• **Instructions to follow**
Return each line of the entries that mentions the word "blue".

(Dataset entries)
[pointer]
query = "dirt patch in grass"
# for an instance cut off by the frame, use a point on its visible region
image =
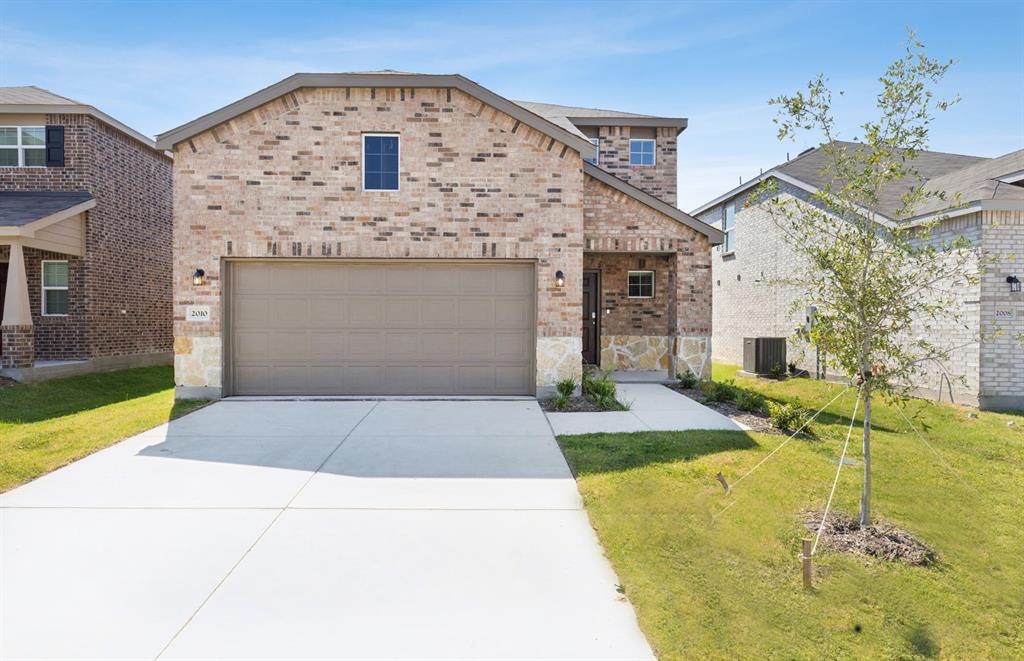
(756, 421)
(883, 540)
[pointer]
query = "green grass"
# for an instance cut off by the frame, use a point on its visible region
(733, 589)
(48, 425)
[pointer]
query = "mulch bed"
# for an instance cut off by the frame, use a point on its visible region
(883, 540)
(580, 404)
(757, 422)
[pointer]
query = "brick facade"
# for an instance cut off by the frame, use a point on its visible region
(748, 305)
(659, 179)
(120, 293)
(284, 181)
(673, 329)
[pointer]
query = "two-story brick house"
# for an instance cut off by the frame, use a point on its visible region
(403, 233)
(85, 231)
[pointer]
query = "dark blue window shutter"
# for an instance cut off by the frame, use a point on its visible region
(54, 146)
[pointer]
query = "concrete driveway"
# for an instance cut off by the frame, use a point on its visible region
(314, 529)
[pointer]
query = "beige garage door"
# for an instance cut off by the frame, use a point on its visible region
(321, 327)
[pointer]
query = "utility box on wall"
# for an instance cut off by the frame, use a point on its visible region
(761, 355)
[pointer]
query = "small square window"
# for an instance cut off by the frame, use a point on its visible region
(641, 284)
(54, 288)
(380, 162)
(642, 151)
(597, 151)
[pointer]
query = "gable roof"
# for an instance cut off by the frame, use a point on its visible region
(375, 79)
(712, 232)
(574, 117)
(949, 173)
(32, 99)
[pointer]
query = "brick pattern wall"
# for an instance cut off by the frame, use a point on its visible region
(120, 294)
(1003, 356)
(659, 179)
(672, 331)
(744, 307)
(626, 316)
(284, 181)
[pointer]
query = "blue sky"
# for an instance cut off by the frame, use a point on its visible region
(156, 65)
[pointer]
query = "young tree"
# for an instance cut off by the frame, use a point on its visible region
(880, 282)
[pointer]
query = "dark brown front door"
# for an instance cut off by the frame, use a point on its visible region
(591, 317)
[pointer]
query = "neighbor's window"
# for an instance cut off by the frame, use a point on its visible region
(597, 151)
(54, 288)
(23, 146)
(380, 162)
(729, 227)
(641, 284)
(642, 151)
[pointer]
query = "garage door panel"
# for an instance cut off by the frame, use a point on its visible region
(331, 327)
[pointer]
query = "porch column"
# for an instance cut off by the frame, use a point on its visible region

• **Written answer**
query = "dark blue window shutter"
query = "blue sky"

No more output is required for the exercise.